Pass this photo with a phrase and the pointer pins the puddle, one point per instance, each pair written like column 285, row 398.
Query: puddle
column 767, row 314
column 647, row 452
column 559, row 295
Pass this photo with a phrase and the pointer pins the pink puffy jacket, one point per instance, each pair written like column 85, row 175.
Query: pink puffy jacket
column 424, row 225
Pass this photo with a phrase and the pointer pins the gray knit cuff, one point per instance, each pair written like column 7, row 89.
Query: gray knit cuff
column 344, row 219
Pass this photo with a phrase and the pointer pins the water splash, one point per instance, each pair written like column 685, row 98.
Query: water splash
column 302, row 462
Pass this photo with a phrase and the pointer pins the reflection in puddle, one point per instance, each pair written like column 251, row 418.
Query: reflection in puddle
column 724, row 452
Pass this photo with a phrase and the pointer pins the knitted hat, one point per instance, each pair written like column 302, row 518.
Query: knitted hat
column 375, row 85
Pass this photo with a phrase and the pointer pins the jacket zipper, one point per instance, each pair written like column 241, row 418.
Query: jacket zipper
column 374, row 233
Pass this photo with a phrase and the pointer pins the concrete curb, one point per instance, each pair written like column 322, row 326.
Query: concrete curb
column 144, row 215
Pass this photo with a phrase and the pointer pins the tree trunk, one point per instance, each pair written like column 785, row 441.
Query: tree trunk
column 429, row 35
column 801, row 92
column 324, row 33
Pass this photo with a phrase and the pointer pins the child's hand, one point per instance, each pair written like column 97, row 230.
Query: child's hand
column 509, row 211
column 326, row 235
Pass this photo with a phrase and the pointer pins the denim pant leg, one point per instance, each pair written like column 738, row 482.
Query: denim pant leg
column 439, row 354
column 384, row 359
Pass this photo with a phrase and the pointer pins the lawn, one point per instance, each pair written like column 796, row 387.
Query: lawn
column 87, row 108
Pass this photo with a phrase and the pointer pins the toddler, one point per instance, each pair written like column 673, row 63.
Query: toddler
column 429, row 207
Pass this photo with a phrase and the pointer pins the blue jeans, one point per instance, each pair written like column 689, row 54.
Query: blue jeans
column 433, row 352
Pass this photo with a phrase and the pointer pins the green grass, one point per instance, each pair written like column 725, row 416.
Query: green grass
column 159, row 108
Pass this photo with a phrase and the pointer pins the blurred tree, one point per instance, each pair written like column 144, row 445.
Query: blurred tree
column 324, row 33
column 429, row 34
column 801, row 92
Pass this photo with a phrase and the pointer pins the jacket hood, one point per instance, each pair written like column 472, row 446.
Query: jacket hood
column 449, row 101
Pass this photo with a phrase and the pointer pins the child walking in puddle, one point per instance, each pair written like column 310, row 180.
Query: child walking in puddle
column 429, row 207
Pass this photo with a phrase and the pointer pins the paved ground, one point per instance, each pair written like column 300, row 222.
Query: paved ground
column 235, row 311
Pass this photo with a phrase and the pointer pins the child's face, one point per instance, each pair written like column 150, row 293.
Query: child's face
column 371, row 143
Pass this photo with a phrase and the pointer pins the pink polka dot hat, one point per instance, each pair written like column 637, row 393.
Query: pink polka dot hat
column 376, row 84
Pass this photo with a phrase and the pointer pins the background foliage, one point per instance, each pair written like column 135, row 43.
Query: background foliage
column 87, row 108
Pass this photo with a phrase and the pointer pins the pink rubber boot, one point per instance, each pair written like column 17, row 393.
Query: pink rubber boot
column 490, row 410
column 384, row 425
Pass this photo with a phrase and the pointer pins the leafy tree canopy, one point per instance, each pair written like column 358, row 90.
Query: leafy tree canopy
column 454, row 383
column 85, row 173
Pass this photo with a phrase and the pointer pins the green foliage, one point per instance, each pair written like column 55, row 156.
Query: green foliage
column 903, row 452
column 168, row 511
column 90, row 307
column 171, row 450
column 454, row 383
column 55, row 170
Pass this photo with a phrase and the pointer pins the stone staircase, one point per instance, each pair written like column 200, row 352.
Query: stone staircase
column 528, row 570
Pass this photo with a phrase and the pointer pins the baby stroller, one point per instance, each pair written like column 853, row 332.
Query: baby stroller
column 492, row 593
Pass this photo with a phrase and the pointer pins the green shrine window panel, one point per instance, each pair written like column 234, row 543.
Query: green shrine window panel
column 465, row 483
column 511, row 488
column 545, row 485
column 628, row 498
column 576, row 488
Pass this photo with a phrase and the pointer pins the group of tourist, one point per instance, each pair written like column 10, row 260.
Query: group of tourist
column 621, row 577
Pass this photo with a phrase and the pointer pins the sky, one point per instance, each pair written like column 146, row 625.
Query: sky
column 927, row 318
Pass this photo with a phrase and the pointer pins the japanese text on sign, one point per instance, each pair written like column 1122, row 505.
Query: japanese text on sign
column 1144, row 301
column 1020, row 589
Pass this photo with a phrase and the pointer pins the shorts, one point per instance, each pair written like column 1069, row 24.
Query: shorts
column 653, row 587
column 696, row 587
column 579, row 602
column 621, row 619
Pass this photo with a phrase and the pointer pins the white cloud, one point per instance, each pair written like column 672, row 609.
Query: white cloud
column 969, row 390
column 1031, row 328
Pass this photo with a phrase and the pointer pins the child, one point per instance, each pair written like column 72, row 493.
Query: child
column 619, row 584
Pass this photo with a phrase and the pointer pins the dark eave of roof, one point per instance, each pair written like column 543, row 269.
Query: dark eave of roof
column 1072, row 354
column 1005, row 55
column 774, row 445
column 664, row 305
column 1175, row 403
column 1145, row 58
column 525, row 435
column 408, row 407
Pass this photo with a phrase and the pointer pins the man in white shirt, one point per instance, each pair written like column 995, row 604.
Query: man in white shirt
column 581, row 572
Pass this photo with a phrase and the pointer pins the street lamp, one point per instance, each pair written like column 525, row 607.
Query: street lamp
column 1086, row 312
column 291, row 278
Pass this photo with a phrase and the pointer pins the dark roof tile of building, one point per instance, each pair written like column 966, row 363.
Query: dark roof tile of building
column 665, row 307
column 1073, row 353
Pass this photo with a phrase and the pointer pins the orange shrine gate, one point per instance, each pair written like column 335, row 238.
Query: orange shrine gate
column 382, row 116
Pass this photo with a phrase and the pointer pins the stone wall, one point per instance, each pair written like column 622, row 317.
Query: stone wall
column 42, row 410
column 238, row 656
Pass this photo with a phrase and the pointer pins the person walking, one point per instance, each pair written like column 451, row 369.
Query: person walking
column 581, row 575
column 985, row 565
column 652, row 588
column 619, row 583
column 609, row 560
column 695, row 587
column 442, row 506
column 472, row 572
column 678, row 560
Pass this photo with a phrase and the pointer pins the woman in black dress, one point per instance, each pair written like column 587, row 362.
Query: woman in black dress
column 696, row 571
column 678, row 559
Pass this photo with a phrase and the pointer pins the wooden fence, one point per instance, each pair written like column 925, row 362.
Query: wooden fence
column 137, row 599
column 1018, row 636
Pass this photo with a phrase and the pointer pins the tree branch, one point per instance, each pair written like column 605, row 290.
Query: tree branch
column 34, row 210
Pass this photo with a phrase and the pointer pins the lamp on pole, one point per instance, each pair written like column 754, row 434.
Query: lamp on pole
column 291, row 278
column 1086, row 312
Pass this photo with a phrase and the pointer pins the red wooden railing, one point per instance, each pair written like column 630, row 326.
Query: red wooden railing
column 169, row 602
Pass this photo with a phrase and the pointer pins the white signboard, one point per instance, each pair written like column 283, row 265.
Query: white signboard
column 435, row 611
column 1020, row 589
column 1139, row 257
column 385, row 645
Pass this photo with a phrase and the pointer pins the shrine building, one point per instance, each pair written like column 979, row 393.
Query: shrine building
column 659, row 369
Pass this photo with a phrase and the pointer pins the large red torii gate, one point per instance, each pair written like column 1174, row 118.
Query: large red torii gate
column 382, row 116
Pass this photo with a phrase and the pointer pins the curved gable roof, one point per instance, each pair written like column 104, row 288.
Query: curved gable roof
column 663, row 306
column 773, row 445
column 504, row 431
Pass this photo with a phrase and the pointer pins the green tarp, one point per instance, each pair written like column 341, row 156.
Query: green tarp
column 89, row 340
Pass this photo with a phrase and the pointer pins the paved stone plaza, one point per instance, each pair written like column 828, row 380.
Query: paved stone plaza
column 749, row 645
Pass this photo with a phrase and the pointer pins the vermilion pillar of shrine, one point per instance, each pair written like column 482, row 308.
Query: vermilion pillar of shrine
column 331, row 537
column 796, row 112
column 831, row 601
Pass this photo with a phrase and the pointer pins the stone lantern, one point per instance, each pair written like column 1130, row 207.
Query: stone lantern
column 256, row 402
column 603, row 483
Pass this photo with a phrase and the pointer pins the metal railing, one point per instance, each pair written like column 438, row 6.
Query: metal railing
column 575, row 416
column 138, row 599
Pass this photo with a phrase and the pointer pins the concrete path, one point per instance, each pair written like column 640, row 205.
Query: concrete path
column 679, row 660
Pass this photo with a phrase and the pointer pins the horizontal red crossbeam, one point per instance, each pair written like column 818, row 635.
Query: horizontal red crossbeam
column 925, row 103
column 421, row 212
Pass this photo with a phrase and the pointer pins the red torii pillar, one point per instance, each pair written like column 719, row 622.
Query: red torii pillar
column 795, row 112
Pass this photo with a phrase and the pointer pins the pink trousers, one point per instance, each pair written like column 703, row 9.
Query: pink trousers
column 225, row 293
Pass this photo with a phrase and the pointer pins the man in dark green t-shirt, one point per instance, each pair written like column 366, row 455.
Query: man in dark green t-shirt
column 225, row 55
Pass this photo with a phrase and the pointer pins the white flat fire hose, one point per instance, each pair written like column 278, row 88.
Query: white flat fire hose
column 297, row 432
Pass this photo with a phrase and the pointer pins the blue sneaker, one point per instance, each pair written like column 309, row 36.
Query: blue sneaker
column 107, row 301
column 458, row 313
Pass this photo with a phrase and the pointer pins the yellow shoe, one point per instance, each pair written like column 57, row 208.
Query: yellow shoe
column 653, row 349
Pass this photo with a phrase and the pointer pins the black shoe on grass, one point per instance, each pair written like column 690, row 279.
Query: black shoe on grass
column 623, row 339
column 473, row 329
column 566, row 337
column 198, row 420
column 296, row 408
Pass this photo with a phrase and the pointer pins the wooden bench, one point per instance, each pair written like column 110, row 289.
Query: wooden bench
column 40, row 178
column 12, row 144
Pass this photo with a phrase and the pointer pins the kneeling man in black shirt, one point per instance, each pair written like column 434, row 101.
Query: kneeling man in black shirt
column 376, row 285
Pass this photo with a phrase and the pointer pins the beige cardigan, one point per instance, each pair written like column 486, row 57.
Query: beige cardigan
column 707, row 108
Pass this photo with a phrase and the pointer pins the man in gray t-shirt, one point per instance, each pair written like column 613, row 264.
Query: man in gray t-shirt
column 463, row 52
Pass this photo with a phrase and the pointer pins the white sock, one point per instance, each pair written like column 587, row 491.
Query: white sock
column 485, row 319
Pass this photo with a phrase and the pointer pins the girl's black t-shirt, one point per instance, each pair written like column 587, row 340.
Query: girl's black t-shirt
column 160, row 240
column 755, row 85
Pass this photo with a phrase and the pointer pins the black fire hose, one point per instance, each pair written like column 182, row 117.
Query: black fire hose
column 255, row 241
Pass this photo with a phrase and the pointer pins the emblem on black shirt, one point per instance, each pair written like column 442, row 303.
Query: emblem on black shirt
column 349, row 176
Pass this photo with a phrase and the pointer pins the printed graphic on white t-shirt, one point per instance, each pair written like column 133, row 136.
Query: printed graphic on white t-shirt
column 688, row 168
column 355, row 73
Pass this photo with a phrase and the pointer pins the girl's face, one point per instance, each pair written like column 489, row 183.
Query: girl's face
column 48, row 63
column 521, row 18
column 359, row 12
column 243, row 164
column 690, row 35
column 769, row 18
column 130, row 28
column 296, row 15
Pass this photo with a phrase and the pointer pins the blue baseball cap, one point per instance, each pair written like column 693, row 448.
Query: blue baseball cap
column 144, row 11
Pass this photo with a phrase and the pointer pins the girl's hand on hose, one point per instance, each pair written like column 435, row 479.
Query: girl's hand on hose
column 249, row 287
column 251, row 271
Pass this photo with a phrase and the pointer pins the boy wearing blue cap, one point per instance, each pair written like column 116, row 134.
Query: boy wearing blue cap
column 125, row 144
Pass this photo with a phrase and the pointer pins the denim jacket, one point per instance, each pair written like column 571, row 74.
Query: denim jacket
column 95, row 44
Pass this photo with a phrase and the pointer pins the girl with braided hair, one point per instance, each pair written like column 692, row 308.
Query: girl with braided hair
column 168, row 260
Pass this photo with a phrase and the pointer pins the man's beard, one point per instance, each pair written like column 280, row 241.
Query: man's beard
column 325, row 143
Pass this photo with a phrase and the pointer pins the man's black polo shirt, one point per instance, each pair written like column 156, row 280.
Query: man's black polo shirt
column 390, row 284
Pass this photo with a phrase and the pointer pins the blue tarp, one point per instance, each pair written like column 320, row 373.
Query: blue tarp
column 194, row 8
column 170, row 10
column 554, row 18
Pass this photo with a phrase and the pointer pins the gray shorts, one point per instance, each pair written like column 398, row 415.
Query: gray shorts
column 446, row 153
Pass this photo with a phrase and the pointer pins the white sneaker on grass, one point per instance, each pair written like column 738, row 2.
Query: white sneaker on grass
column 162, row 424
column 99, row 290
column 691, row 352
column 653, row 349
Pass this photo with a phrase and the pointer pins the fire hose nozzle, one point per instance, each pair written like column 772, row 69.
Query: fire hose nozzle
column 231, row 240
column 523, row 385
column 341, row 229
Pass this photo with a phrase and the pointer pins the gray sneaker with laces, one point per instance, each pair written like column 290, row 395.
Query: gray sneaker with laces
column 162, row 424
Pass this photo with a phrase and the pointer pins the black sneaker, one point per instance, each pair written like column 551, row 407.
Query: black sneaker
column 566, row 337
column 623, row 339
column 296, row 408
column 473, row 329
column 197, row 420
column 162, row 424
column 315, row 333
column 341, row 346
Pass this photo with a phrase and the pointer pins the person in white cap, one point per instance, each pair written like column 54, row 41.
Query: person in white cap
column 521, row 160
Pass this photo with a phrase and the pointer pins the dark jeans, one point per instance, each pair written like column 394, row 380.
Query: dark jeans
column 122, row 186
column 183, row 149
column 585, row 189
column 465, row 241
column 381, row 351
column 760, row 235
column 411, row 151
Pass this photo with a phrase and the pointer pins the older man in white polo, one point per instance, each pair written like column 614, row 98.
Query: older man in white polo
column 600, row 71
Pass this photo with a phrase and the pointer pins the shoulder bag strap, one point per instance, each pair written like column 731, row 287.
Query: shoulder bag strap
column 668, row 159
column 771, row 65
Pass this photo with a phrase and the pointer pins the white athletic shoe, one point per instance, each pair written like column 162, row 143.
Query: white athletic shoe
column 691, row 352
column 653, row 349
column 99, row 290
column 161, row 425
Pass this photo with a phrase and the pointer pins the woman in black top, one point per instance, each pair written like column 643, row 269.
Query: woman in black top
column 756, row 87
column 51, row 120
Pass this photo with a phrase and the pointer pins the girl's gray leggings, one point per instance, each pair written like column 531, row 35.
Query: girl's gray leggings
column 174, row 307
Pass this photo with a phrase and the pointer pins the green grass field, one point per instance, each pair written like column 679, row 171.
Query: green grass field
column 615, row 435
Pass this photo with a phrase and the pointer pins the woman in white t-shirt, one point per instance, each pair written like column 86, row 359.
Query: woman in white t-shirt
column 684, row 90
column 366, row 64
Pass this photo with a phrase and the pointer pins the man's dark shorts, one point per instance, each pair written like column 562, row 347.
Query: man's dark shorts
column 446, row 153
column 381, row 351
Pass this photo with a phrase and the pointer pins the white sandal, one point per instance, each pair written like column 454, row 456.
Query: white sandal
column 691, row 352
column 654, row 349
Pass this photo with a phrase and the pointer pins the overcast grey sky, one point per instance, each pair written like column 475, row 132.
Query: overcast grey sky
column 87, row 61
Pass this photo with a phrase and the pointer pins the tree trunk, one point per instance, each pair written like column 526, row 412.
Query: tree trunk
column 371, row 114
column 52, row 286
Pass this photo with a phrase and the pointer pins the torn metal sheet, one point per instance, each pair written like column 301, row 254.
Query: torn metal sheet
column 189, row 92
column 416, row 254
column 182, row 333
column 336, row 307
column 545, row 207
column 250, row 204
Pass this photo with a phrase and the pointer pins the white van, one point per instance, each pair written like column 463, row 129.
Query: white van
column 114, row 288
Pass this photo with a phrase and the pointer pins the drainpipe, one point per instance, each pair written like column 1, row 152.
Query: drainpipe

__________________________________________________

=== Exercise goal ===
Revise the material from the line containing "358, row 90." through the line containing "column 55, row 170" by replacing "green foliage" with "green leaves". Give back only those lines, with nothing else changed.

=== Result ===
Pass this photo with a phrase and the pointer pins the leafy tree canopy, one point per instance, each pair written like column 358, row 90.
Query: leafy tree canopy
column 454, row 383
column 85, row 173
Pass this photo with a phrase and the pointer pins the green leaves, one point per instance, each pair written like column 55, row 156.
Query: green leaves
column 903, row 452
column 168, row 511
column 90, row 307
column 171, row 450
column 454, row 383
column 55, row 170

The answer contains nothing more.